<<<<

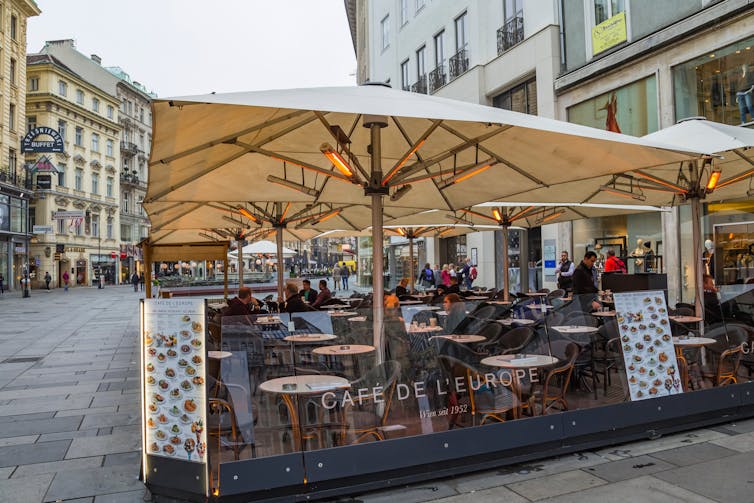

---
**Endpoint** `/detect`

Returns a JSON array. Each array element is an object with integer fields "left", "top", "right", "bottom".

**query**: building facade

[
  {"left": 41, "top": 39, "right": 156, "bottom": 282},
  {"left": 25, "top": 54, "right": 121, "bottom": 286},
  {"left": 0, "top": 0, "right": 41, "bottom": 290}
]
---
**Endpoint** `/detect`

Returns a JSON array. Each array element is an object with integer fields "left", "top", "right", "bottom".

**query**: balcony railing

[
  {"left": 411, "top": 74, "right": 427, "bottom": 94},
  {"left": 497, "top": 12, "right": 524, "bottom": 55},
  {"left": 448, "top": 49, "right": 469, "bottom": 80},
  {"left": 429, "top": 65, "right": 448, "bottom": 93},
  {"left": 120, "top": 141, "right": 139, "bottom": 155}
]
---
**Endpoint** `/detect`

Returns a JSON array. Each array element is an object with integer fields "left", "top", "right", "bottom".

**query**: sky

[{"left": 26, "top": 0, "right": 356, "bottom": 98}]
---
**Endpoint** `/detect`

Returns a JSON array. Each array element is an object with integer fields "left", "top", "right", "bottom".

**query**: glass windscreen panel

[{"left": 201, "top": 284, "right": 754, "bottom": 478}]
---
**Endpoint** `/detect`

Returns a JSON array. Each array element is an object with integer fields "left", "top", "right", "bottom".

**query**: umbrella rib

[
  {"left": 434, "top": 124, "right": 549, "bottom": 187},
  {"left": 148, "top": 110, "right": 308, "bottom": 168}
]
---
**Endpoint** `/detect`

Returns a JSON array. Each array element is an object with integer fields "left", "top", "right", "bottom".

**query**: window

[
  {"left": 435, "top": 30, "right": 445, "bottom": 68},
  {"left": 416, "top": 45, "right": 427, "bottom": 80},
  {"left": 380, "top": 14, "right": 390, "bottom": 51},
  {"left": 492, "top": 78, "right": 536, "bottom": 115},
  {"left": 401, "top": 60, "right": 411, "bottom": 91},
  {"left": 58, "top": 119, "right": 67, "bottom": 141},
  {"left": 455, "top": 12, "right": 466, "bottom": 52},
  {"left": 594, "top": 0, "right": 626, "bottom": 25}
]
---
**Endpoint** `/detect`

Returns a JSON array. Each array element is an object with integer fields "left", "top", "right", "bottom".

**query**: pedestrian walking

>>>>

Pictures appear in the records above. Output everything except them, exactly.

---
**Endpoint** `/detect`

Returns a JSON array. Each array element is an object with integer fields "left", "top", "right", "bottom".

**query**: building facade

[
  {"left": 41, "top": 39, "right": 156, "bottom": 282},
  {"left": 25, "top": 54, "right": 121, "bottom": 286},
  {"left": 0, "top": 0, "right": 41, "bottom": 290}
]
---
**Endpoint** `/detect`

Returns a JSON array. Each array element is an object with integer fields "left", "top", "right", "bottom".

**query**: balcony railing

[
  {"left": 411, "top": 74, "right": 427, "bottom": 94},
  {"left": 497, "top": 12, "right": 524, "bottom": 55},
  {"left": 448, "top": 49, "right": 469, "bottom": 80},
  {"left": 429, "top": 65, "right": 448, "bottom": 93},
  {"left": 120, "top": 141, "right": 139, "bottom": 155}
]
---
**Endpoint** `/detect`

Returns a JSON array. Each array element is an object with integer fields "left", "top", "right", "bottom".

**query**: sky

[{"left": 26, "top": 0, "right": 356, "bottom": 98}]
---
**Endpoint** `/detect`

Returns a JSON array. Each array element is an object with integer fields "left", "top", "right", "bottom".

**query**: glass windscreen panel

[{"left": 201, "top": 284, "right": 754, "bottom": 478}]
---
**Endpoint** `/detect`

Returns a JSON array. Each array element is an object with integer fields "left", "top", "right", "bottom".

**query**: umbrella rib

[
  {"left": 434, "top": 124, "right": 549, "bottom": 187},
  {"left": 148, "top": 110, "right": 308, "bottom": 168}
]
---
**Endpoint** `/detect`

Returns a JSON array. Each array element is an object with integer fields "left", "top", "right", "bottom".

**query**: window

[
  {"left": 435, "top": 30, "right": 445, "bottom": 68},
  {"left": 416, "top": 45, "right": 427, "bottom": 80},
  {"left": 380, "top": 14, "right": 390, "bottom": 51},
  {"left": 492, "top": 78, "right": 536, "bottom": 115},
  {"left": 401, "top": 60, "right": 411, "bottom": 91},
  {"left": 58, "top": 119, "right": 67, "bottom": 141},
  {"left": 455, "top": 12, "right": 466, "bottom": 52},
  {"left": 594, "top": 0, "right": 626, "bottom": 25}
]
---
**Endpoint** `/detect`

Returns a JSON array. Each array element is an object with integer fields "left", "top", "right", "bottom".

**query**: pedestrian walking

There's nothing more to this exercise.